EXTRACTED DATA -
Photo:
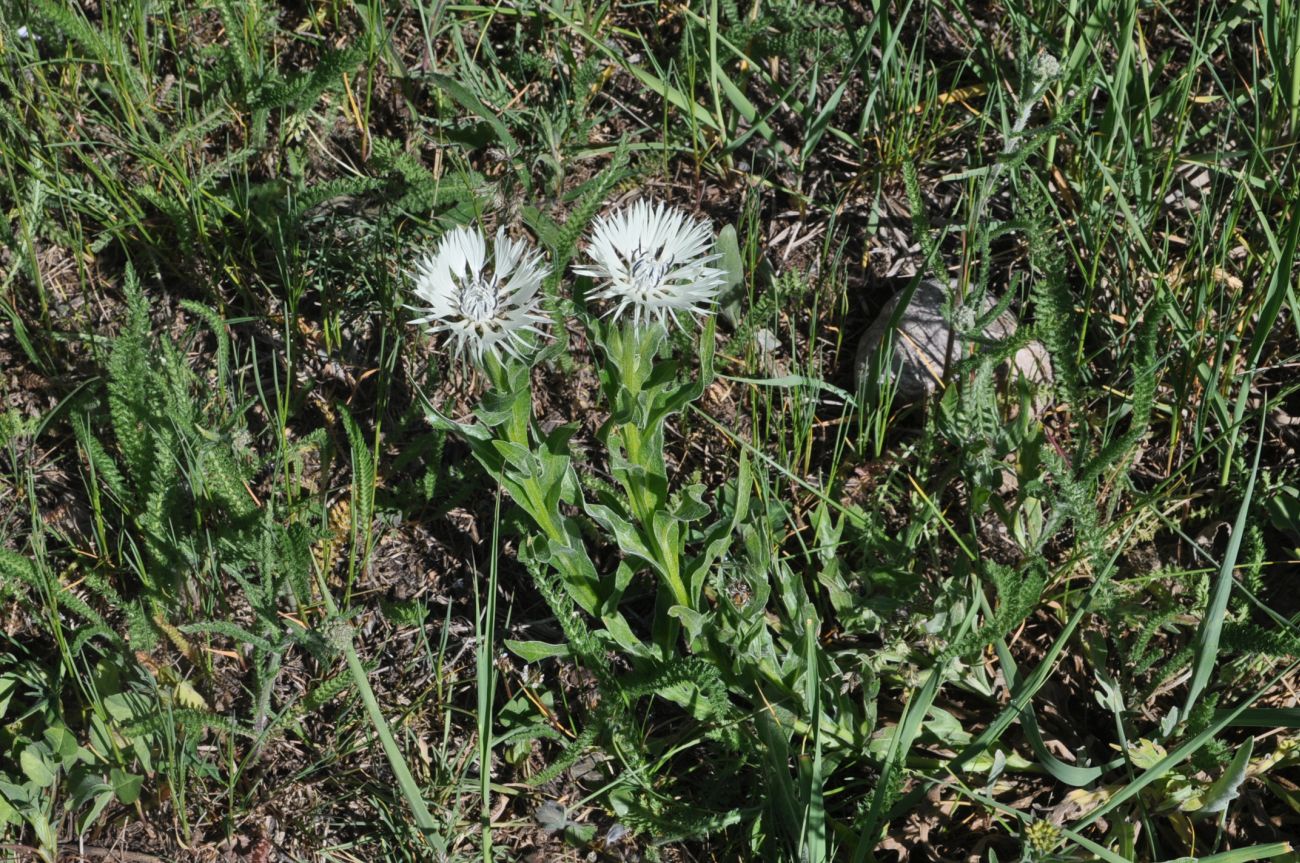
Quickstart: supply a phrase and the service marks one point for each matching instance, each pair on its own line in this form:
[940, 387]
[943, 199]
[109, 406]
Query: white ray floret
[484, 303]
[653, 261]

SET EXERCISE - Please put every line of the listing above into a Markdown table with two columns, Row for the row number and Line for the text, skipping any blank lines. Leave the pictures out of your answer.

TASK OUTPUT -
| Row | Line |
|---|---|
| 1 | Photo: |
| 2 | Quickstart: supply a phrase and the service marks one point for each matching instance, each pair on its own line in this form: |
| 3 | [940, 387] |
| 4 | [943, 199] |
| 5 | [109, 406] |
| 6 | Query: white ray floret |
| 7 | [484, 303] |
| 8 | [653, 261] |